[STUDY MATERIAL]:
Segment Open

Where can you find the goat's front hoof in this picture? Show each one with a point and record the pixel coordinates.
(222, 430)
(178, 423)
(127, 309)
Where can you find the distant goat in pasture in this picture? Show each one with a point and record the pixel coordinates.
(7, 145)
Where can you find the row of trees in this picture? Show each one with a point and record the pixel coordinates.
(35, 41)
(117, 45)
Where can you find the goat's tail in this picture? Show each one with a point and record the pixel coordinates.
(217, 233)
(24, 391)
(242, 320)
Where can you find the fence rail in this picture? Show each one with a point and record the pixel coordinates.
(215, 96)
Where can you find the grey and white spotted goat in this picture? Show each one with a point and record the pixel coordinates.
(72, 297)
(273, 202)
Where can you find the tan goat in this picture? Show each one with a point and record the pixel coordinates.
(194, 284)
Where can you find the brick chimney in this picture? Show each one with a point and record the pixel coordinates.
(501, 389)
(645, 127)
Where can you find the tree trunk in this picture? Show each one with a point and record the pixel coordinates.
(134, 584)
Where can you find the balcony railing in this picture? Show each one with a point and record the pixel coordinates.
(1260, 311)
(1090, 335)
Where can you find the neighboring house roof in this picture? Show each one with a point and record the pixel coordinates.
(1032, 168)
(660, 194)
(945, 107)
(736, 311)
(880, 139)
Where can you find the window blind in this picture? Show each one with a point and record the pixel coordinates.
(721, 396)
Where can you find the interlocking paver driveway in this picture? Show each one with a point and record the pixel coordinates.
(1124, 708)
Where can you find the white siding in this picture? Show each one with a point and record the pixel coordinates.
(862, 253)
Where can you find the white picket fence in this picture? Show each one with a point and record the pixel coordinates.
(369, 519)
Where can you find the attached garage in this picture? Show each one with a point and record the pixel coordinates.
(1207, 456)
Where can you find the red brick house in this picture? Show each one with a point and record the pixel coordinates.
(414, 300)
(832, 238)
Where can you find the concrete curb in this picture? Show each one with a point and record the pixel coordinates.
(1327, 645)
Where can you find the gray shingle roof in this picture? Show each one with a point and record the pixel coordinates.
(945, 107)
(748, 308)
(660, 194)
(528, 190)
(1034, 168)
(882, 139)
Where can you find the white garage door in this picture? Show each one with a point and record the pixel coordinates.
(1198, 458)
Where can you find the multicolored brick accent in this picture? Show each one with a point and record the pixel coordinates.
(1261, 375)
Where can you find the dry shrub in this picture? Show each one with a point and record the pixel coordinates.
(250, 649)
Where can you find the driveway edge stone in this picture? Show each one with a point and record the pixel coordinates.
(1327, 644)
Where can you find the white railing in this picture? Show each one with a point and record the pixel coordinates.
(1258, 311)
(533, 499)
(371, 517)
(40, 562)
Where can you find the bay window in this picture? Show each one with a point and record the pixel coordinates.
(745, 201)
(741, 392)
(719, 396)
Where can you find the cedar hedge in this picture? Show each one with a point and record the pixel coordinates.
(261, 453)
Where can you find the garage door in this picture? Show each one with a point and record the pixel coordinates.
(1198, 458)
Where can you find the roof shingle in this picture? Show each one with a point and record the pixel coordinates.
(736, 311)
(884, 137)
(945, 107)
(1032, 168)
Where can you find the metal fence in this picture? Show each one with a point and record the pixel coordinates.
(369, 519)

Segment Closed

Output every record above in full, exactly as it reads.

Where can you find the goat's front hoof in this picture? Show each one with a point and record the pixel coordinates.
(222, 430)
(178, 423)
(127, 309)
Where can you find the distant goat in pasture in this picture? Show each one with a point and record the pixel coordinates.
(7, 145)
Where can you find the row of trees in this picture? Show each one with a point and record the pixel coordinates.
(35, 41)
(117, 45)
Where can you find the goat's tail in this picture? Show each one with a point and record the pixel coordinates.
(217, 233)
(24, 391)
(242, 320)
Where can you find the fence rail in this picture? Show each one with a point and record the pixel coordinates.
(215, 96)
Where can you find the grey and white spotted goat in this picture? Show each one with a point and record the pixel coordinates.
(72, 297)
(273, 202)
Where can you find the tan goat in this picture? Show each one with a point and record the pixel coordinates.
(194, 284)
Where can you find the brick chimney in this picture? Show each one with a point and record the pixel coordinates.
(501, 389)
(645, 127)
Where can you find the tree trunk in this picture? Show each one with a point and record the pixel coordinates.
(134, 584)
Where can you find the balcony railing in this picture? Show each one with a point and record the pixel coordinates.
(1260, 311)
(1090, 335)
Where can you find the neighboring house roof in this picture? Show each one with a point and record the pixel coordinates.
(1032, 168)
(660, 194)
(945, 107)
(736, 311)
(880, 139)
Where can you find the window blind in this picture? Show each one with a point and record the pixel coordinates.
(721, 396)
Where can you find the interlocking paver driveway in this picture? Show each one with a point and record the pixel coordinates.
(1124, 708)
Where can you find the white siding in this picture? Show each one with a point and record the pixel coordinates.
(862, 253)
Where can you find the white picket fence in this picture? Show each one with a point and record the pixel coordinates.
(369, 519)
Where can you find the attached garage in this picture? Show each one with a point and record the pixel coordinates.
(1207, 456)
Where can you find the red brick house in this picture? Show each one with a point and record the pixel coordinates.
(414, 300)
(832, 238)
Where can you find the concrete curb in this picture? Show each one with a point and record the pixel coordinates.
(1327, 645)
Where can you find the gray shingle roof in this picture? Show each one with a point and record the pixel coordinates.
(945, 107)
(748, 308)
(660, 194)
(528, 190)
(1034, 168)
(882, 139)
Where can you find the white garage door in this picture? Show each one with a point and record the pixel coordinates.
(1198, 458)
Where can you find the multicolored brick accent in this picture? Show each one with a point and record the pixel coordinates.
(1261, 375)
Where can you find the dry shrub in this picture? Show each one with a point and record the pixel coordinates.
(250, 649)
Where can you find the driveway edge stone in this picture? Show each one with a point and record the pixel coordinates.
(1327, 644)
Where can you find the white railing in this picture? Show each one with a point and record the pixel coordinates.
(1258, 311)
(533, 499)
(371, 517)
(40, 562)
Where can you find the bay window in this picture? Show each one with a point and record the pixel coordinates.
(745, 201)
(741, 392)
(719, 396)
Where can you find the cedar hedge in this picture? Show each one with a point and record the pixel coordinates.
(261, 453)
Where can you find the garage door in this picture? Show each one with a point and record the pixel coordinates.
(1198, 458)
Where can you find the roof shingle in this picture? Show each one with a point and record the pixel coordinates.
(736, 311)
(884, 137)
(945, 107)
(1032, 168)
Where can you find the metal fence in this picture? Show each one with a point and record the pixel coordinates.
(369, 519)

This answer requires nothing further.